━━ Provided text
Let's start with the big story in today's New York Times––that means above the
fold on the right of the front page. There we see the article by Neil
MacFarquhar and Hwaida Saad under the title:
“Jihadists Taking a Growing Role in Syrian Revolt.” If you did not get
that straight, the first subtitle spells it out for you:” Radical Forces in Fray.” And if you still didn't get the idea, the second
subtitle provides details: “Fighters Adopt Islamist Agenda that Attracts
Foreign Financing.”
At this point you really don't have to read the article if
you’ve been paying attention at all to what's been happening during the past
year. I have, but I read it anyway. It basically says that what has happened is
what I predicted in my commentary here many, many months ago: the longer
something like this goes on, the more radical elements tend to get control of
it on all sides.
This is perhaps not common “common sense” for most people,
but it is for historians and historically tutored observers of political
affairs. It simply reflects the undeniable truth that in episodes of political
violence, whether full-scale civil wars or something short of that, liberals
and moderates don't get very far. Reasonable people get marginalized in
situations like that, if they don't get shot. This is reasonably common as
common sense goes, and so I certainly don't claim that I was the only one to make
this observation many months ago. A lot of people did, and a lot of people have
been proven right.
━━━━
━━ Supplied information
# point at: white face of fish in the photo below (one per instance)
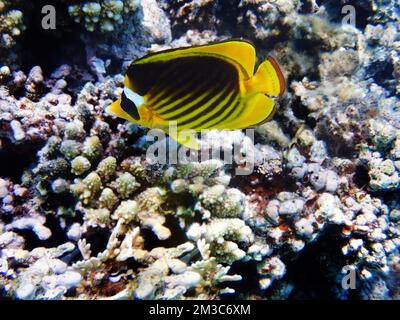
━━━━
Short task: In the commentary above on the Syrian revolt, who wrote the New York Times article it discusses?

Output for this task: Neil MacFarquhar and Hwaida Saad.